Stated task A
Replace "fishing boat" with "sailboat" in the records, from their first line up to and including the line with "[10,3,335,71]", and give back only those lines with everything else unchanged.

If the limit of \(f(x)\) as \(x\) approaches \(c\) from either the left or right (or both) is \(\infty\) or \(-\infty\text{,}\) we say the function has a vertical asymptote at \(c\text{.}\)

When a rational function has a vertical asymptote at \(x=c\text{,}\) we can conclude that the denominator is \(0\) at \(x=c\text{.}\) However, just because the denominator is \(0\) at a certain point does not mean there is a vertical asymptote there. For instance, \(f(x)=(x^2-1)/(x-1)\) does not have a vertical asymptote at \(x=1\text{,}\) as shown in Figure 1.6.9. While the denominator does get small near \(x=1\text{,}\) the numerator gets small too, matching the denominator step for step. In fact, factoring the numerator, we get \begin{equation*} f(x)=\frac{(x-1)(x+1)}{x-1}. \end{equation*}

Canceling the common term, we get that \(f(x)=x+1\) for \(x\not=1\text{.}\) So there is clearly no asymptote, rather a hole exists in the graph at \(x=1\text{.}\)

The above example may seem a little contrived. Another example demonstrating this important concept is \(f(x)= (\sin(x) )/x\text{.}\) We have considered this function several times in the previous sections. We found that \(\lim\limits_{x\to0}\frac{\sin(x) }{x}=1\text{;}\) i.e., there is no vertical asymptote. No simple algebraic cancellation makes this fact obvious; we used the 1.3.8 in Section 1.3 to prove this.

Given data

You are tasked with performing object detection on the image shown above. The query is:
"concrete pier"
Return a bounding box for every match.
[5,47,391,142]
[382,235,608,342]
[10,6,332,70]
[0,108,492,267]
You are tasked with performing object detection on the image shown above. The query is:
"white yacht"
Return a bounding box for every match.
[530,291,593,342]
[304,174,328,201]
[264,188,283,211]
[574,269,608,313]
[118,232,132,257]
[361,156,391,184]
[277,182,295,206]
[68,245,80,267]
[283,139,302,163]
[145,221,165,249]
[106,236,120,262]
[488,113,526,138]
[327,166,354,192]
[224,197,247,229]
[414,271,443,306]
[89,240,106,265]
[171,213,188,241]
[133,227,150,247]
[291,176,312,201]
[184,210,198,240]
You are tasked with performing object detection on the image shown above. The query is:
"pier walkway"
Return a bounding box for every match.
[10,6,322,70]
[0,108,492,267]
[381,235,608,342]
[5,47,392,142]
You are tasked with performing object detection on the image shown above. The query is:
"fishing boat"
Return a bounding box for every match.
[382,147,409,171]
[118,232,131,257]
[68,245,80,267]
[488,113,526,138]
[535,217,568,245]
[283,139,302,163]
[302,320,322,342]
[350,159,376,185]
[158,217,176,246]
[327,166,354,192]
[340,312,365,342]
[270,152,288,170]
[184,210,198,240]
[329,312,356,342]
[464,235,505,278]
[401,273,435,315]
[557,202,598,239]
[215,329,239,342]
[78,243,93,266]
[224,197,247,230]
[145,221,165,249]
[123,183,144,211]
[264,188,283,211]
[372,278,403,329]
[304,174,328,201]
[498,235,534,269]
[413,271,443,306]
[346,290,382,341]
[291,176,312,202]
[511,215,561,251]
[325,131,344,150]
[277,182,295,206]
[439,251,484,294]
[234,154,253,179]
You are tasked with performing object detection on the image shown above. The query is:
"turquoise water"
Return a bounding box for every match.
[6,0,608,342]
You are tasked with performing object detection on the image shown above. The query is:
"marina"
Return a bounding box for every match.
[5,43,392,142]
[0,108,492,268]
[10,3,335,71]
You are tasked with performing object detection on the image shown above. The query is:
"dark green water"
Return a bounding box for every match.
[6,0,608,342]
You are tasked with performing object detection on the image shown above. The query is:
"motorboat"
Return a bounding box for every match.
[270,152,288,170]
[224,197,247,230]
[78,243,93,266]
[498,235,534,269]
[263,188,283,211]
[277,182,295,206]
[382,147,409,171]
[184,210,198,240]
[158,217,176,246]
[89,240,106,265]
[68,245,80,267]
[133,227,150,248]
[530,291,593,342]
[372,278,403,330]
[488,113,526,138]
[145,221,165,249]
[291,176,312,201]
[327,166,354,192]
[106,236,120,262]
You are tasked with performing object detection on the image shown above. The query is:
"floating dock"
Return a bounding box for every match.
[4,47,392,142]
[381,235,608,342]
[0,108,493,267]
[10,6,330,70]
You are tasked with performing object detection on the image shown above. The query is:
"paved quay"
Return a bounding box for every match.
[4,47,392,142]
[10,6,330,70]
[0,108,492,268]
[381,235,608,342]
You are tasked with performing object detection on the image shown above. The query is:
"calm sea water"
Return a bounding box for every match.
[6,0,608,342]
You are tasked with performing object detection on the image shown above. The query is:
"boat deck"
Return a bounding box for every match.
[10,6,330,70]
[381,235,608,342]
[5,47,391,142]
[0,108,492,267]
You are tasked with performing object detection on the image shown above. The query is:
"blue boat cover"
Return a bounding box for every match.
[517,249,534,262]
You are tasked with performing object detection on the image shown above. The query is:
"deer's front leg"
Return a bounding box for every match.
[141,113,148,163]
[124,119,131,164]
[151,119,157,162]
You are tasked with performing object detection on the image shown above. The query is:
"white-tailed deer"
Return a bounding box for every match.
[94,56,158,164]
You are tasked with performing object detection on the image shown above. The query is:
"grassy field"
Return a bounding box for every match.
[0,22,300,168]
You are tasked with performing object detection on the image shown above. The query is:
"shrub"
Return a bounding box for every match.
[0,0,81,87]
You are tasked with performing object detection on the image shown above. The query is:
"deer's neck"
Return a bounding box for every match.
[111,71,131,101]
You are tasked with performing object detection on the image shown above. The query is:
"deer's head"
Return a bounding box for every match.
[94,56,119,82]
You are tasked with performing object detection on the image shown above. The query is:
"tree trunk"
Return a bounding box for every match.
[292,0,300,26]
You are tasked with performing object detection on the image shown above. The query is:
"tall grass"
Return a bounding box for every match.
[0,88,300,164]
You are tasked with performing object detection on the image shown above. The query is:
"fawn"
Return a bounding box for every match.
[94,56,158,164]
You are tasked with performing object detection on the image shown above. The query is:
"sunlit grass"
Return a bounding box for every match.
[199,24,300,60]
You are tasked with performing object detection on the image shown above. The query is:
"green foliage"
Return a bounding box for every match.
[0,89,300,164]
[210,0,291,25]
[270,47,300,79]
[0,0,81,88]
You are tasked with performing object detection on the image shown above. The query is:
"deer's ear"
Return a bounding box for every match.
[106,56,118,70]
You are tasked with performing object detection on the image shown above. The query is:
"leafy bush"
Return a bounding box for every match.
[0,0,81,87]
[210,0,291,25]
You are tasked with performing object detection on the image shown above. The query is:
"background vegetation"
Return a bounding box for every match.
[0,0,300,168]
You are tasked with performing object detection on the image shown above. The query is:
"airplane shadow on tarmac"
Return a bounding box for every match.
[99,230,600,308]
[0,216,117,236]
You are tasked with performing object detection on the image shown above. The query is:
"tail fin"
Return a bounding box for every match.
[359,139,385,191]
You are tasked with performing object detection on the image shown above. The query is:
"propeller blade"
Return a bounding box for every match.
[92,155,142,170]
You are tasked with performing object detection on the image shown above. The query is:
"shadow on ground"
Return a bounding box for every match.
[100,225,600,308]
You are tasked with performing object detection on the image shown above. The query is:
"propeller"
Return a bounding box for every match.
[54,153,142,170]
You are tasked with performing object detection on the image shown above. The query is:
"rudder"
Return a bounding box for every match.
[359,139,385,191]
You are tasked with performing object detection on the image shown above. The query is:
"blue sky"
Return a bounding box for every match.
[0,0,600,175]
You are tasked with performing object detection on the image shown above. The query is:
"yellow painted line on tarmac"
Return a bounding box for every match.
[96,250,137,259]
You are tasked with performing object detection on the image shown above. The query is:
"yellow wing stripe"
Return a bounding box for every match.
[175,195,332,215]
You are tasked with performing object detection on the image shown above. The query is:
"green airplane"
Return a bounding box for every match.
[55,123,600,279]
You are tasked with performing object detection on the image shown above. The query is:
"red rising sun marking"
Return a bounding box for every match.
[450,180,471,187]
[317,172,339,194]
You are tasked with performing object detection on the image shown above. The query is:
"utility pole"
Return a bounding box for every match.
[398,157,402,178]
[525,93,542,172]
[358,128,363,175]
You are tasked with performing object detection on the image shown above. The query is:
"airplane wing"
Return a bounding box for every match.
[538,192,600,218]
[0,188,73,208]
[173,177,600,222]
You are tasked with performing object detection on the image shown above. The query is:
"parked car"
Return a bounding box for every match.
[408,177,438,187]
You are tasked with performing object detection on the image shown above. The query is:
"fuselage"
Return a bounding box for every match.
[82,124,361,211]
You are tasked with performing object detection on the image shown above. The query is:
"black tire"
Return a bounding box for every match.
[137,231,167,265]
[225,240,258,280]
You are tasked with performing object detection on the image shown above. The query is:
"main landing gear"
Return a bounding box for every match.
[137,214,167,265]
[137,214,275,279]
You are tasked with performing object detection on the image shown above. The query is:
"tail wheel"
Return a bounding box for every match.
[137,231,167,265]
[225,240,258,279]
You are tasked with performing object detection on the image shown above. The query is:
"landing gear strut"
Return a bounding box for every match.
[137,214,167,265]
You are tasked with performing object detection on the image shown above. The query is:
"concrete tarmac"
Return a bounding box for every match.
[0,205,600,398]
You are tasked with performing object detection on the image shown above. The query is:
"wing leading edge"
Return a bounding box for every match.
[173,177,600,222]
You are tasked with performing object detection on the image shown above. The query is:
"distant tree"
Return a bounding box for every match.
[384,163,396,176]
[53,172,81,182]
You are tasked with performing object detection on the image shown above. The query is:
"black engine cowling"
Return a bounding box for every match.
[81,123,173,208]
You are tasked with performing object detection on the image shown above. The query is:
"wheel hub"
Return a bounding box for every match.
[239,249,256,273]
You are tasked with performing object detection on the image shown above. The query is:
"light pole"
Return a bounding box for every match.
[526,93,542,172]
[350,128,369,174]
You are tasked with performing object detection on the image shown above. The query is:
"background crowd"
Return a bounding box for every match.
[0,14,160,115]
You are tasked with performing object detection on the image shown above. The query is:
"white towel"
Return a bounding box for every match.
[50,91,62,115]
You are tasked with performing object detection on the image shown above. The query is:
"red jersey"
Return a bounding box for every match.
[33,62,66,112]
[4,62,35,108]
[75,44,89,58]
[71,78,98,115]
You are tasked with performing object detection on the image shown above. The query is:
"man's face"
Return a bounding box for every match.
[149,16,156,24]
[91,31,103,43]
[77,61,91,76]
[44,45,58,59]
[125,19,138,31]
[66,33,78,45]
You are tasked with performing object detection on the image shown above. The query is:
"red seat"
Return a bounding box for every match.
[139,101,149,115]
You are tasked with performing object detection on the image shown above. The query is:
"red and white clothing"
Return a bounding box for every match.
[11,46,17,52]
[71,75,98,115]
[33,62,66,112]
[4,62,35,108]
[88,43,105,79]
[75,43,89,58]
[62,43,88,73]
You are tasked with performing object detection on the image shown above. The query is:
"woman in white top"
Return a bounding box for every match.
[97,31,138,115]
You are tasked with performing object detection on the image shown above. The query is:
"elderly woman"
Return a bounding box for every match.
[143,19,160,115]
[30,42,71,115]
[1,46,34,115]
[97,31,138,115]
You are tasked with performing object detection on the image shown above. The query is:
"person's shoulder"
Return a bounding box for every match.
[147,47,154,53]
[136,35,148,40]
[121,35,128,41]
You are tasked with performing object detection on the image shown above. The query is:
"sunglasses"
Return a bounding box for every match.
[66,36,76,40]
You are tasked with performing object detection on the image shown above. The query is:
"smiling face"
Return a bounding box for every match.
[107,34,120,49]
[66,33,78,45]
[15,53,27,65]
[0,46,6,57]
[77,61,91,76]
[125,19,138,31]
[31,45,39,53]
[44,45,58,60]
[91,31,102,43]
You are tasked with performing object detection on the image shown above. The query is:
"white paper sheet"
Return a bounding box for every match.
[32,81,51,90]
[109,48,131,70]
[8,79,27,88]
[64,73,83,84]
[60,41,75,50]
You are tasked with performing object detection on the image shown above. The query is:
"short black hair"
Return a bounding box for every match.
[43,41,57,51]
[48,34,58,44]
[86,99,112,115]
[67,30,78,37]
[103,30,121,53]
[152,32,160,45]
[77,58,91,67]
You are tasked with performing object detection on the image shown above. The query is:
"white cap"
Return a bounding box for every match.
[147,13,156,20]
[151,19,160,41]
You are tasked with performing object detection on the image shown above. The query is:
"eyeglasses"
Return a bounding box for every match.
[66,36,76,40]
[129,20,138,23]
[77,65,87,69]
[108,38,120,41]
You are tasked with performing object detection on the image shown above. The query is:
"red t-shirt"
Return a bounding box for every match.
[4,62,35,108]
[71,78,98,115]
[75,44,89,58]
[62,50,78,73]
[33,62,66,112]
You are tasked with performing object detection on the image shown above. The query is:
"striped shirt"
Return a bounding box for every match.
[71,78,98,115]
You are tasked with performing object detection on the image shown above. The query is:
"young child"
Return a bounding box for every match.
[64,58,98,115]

Stated task B
Copy from the passage on vertical asymptotes word for word, from "The above example" up to and including "to prove this.".

Expected answer A
You are tasked with performing object detection on the image shown above. The query is:
"concrete pier"
Return a bounding box for every match.
[5,47,391,142]
[382,235,608,342]
[10,6,332,70]
[0,108,492,267]
You are tasked with performing object detection on the image shown above. The query is:
"white yacht"
Return a bounding box for every match.
[530,291,593,342]
[304,174,328,201]
[264,188,283,211]
[574,269,608,313]
[118,232,132,257]
[361,156,391,184]
[277,182,295,206]
[68,245,80,267]
[283,139,302,163]
[145,221,165,249]
[106,236,120,262]
[488,113,526,138]
[327,166,354,192]
[224,197,247,229]
[414,271,443,306]
[89,240,106,265]
[171,213,188,241]
[133,227,150,247]
[291,176,312,201]
[184,210,198,240]
You are tasked with performing object detection on the image shown above. The query is:
"pier walkway"
Return a bounding box for every match.
[10,6,322,70]
[0,108,492,267]
[381,235,608,342]
[5,47,392,142]
You are tasked with performing object detection on the image shown above. The query is:
"sailboat"
Return a bounding box for every match.
[382,147,409,171]
[118,232,131,257]
[68,245,80,267]
[488,113,526,138]
[535,217,568,245]
[283,139,302,163]
[302,320,322,342]
[350,159,376,185]
[158,217,176,246]
[327,166,354,192]
[340,312,365,342]
[270,152,288,170]
[184,210,198,240]
[329,312,356,342]
[464,235,505,278]
[401,273,435,315]
[557,202,598,239]
[215,329,239,342]
[78,243,93,266]
[224,197,247,230]
[145,221,165,249]
[123,183,144,211]
[264,188,283,211]
[372,278,403,329]
[304,174,328,201]
[498,235,534,269]
[413,271,443,306]
[346,290,382,341]
[291,176,312,202]
[511,215,561,251]
[325,131,344,150]
[277,182,295,206]
[439,251,484,294]
[234,154,253,179]
You are tasked with performing object detection on the image shown above. The query is:
"turquoise water"
Return a bounding box for every match.
[6,0,608,342]
You are tasked with performing object detection on the image shown above. The query is:
"marina"
Return a bounding box for every match.
[5,43,392,142]
[0,108,492,268]
[10,3,335,71]

Expected answer B
The above example may seem a little contrived. Another example demonstrating this important concept is \(f(x)= (\sin(x) )/x\text{.}\) We have considered this function several times in the previous sections. We found that \(\lim\limits_{x\to0}\frac{\sin(x) }{x}=1\text{;}\) i.e., there is no vertical asymptote. No simple algebraic cancellation makes this fact obvious; we used the 1.3.8 in Section 1.3 to prove this.